▶ _GIVEN TASK_
Update the data below by changing every "put a dot per instance" to "place one dot for each instance", and reproduce all of it with nothing else altered.

(Dataset records)

╭──

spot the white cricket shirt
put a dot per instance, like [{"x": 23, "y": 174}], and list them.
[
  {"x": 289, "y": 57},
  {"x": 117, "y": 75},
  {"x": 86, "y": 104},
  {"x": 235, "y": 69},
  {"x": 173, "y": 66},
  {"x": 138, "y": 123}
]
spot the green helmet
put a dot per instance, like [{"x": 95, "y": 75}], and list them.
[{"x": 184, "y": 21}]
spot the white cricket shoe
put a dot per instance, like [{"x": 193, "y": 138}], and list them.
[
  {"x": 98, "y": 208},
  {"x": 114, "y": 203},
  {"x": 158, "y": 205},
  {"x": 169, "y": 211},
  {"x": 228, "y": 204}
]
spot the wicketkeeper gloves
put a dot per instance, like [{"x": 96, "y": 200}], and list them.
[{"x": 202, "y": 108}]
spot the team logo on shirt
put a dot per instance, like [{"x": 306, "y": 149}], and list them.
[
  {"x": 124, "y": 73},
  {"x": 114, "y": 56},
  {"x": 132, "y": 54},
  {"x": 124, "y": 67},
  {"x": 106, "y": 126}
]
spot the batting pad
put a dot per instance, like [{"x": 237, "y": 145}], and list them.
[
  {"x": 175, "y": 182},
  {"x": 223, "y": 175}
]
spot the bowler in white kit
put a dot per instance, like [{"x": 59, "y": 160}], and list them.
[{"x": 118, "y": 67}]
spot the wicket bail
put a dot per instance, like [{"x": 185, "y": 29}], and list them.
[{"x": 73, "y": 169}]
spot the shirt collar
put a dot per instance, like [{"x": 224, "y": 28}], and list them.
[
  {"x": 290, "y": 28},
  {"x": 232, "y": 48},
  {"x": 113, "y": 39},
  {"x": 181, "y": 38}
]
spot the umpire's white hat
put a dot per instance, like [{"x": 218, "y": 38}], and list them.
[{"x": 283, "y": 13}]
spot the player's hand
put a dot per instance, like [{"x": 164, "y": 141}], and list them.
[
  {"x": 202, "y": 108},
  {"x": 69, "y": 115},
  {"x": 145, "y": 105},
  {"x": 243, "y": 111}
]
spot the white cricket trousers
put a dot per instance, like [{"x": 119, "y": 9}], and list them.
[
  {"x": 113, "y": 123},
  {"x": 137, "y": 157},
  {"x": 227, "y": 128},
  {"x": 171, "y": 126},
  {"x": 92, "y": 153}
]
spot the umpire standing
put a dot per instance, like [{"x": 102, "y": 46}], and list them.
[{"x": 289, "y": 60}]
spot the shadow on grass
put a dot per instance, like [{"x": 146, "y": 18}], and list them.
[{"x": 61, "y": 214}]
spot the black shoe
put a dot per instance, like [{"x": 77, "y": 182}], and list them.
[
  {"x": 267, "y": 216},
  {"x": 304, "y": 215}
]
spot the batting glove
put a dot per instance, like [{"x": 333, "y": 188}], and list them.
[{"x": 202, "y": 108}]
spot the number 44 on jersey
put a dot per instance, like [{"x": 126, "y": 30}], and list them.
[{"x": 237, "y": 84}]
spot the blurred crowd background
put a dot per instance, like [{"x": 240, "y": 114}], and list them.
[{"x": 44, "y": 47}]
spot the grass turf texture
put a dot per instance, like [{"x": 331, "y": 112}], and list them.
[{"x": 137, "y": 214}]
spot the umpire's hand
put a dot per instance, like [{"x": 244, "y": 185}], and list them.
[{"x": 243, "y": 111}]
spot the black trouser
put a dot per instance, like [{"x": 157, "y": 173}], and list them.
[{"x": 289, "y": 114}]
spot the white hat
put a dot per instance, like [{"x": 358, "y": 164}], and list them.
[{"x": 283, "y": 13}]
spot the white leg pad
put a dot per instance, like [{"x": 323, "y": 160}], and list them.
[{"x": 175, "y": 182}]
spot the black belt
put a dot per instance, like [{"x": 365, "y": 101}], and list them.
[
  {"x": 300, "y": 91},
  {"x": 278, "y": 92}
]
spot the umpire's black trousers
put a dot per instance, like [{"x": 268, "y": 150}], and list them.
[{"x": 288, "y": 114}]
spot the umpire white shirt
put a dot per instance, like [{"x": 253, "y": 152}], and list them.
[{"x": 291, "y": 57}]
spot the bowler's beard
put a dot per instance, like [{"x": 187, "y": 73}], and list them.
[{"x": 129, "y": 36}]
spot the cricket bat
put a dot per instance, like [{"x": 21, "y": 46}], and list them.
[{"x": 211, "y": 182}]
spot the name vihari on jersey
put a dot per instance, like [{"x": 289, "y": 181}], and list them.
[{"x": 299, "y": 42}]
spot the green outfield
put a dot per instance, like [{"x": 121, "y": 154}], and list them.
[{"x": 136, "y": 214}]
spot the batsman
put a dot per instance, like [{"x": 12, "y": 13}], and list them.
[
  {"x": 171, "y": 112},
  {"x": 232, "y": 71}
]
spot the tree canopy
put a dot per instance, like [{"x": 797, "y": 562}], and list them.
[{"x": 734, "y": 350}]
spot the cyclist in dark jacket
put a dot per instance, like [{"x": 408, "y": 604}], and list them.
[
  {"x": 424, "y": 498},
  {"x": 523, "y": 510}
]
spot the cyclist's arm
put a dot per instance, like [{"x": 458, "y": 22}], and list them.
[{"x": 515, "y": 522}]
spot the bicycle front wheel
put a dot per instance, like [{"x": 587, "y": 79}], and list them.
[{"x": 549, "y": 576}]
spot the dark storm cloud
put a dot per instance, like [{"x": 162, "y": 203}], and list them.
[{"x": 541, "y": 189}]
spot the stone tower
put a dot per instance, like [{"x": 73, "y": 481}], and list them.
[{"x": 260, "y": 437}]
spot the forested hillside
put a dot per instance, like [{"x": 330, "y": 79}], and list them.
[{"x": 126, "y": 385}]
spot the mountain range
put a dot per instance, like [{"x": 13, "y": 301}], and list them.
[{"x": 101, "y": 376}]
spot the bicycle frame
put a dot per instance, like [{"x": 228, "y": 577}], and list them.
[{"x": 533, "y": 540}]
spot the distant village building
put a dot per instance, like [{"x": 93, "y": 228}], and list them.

╰──

▶ _RESULT FOR THIS EXERCISE_
spot the white cricket shirt
place one dot for each instance, like [{"x": 23, "y": 174}], and list them.
[
  {"x": 289, "y": 57},
  {"x": 117, "y": 75},
  {"x": 86, "y": 104},
  {"x": 235, "y": 69},
  {"x": 173, "y": 66},
  {"x": 138, "y": 123}
]
spot the green helmet
place one dot for each instance, like [{"x": 95, "y": 75}], and list them.
[{"x": 184, "y": 21}]
spot the white cricket shoe
place one dot for each instance, like [{"x": 193, "y": 138}], and list them.
[
  {"x": 98, "y": 208},
  {"x": 114, "y": 203},
  {"x": 158, "y": 205},
  {"x": 169, "y": 211},
  {"x": 228, "y": 204}
]
spot the wicketkeeper gloves
place one dot for each instance, like [{"x": 96, "y": 200}], and list them.
[{"x": 202, "y": 108}]
spot the team logo on shirt
place one dot for each instance, like [{"x": 306, "y": 149}], and list them.
[
  {"x": 124, "y": 73},
  {"x": 114, "y": 56},
  {"x": 132, "y": 54},
  {"x": 124, "y": 67},
  {"x": 106, "y": 126}
]
spot the batting pad
place one dot for each instance, like [{"x": 237, "y": 145}], and list them.
[
  {"x": 175, "y": 182},
  {"x": 223, "y": 175}
]
spot the bowler in white kit
place one dot for each instance, like [{"x": 59, "y": 160}], and list them.
[{"x": 118, "y": 67}]
spot the wicket bail
place one dot for each instance, like [{"x": 185, "y": 29}], and list them.
[{"x": 73, "y": 169}]
spot the shirt collar
place one dot for each instance, like [{"x": 224, "y": 28}], and list them.
[
  {"x": 290, "y": 28},
  {"x": 232, "y": 48},
  {"x": 113, "y": 39},
  {"x": 181, "y": 38}
]
spot the umpire's white hat
place one dot for each instance, like [{"x": 218, "y": 38}], and list them.
[{"x": 283, "y": 13}]
spot the player's hand
place one dot for each instance, like [{"x": 164, "y": 141}], and list them.
[
  {"x": 202, "y": 108},
  {"x": 69, "y": 115},
  {"x": 145, "y": 105},
  {"x": 243, "y": 111}
]
spot the white cricket trousers
place one dot for each instance, like [{"x": 119, "y": 9}], and list them.
[
  {"x": 113, "y": 123},
  {"x": 137, "y": 157},
  {"x": 227, "y": 128},
  {"x": 171, "y": 126},
  {"x": 92, "y": 153}
]
spot the umpire standing
place one dot for each instance, like [{"x": 102, "y": 46}], and list them.
[{"x": 289, "y": 60}]
spot the shadow on grass
place one dot for each instance, like [{"x": 146, "y": 18}], and list them.
[{"x": 61, "y": 214}]
spot the black shoe
place one dot for each instance, like [{"x": 77, "y": 182}], and list them.
[
  {"x": 267, "y": 216},
  {"x": 304, "y": 215}
]
spot the batting glove
place one dot for each instance, like [{"x": 333, "y": 188}], and list them.
[{"x": 202, "y": 108}]
spot the number 44 on jersey
place one dot for each instance, like [{"x": 126, "y": 30}], and list them.
[{"x": 237, "y": 84}]
spot the blurred crowd background
place one dot for each instance, like [{"x": 240, "y": 114}], and list them.
[{"x": 44, "y": 47}]
spot the grass turf texture
place one dot for each instance, like [{"x": 331, "y": 112}], and list them.
[{"x": 137, "y": 214}]
spot the umpire's hand
place one dot for each instance, like [{"x": 244, "y": 185}], and list them.
[{"x": 243, "y": 111}]
spot the black trouser
place one dot for each instance, like [{"x": 157, "y": 173}], and list them.
[{"x": 289, "y": 114}]
spot the white hat
place one dot for each instance, like [{"x": 358, "y": 164}], and list them.
[{"x": 283, "y": 13}]
spot the white leg pad
place one dot for each instance, like [{"x": 323, "y": 160}], and list them.
[{"x": 175, "y": 182}]
spot the black belt
place one dot for each instance, like [{"x": 365, "y": 101}], and list them.
[
  {"x": 300, "y": 91},
  {"x": 278, "y": 92}
]
spot the umpire's black trousers
place one dot for each instance, like [{"x": 268, "y": 150}], and list them.
[{"x": 288, "y": 114}]
spot the umpire white shirt
place one dot for each instance, like [{"x": 253, "y": 152}], and list them.
[{"x": 291, "y": 57}]
spot the bowler's beard
place one dot for each instance, like [{"x": 187, "y": 73}], and list them.
[{"x": 129, "y": 36}]
spot the cricket bat
place one dot for each instance, like [{"x": 21, "y": 46}], and list them.
[{"x": 211, "y": 182}]
spot the name vihari on jersey
place one dot for each instance, like [{"x": 289, "y": 181}], and list them.
[{"x": 299, "y": 42}]
spot the green outfield
place one dot for each instance, like [{"x": 121, "y": 154}], and list them.
[{"x": 136, "y": 214}]
spot the batsman
place one dot for each instance, like [{"x": 12, "y": 13}], and list them.
[
  {"x": 171, "y": 112},
  {"x": 232, "y": 71}
]
spot the tree canopy
place one dot for each instance, like [{"x": 797, "y": 562}], and list them.
[{"x": 734, "y": 350}]
spot the cyclist in dark jacket
place one dot for each instance, like [{"x": 408, "y": 604}], and list them.
[
  {"x": 424, "y": 498},
  {"x": 523, "y": 510}
]
spot the cyclist's arm
place one dot for each instance, like [{"x": 458, "y": 22}], and list them.
[{"x": 515, "y": 522}]
spot the bicycle front wheel
place one dot for each instance, like [{"x": 587, "y": 79}], and list them.
[{"x": 549, "y": 576}]
spot the dark storm cloud
place one dot for each instance, like [{"x": 162, "y": 203}], and list them.
[{"x": 541, "y": 189}]
spot the stone tower
place one dot for each instance, like [{"x": 73, "y": 481}], and list them.
[{"x": 260, "y": 437}]
spot the forested hillside
place one dot for each instance, like [{"x": 330, "y": 79}], and list them.
[{"x": 126, "y": 385}]
spot the mountain range
place one dot for each instance, like [{"x": 13, "y": 301}], and list them.
[{"x": 101, "y": 376}]
spot the bicycle frame
place one dot for each instance, like [{"x": 228, "y": 577}], and list them.
[{"x": 533, "y": 540}]
spot the distant village building
place one dot for each instance, like [{"x": 93, "y": 228}], and list them.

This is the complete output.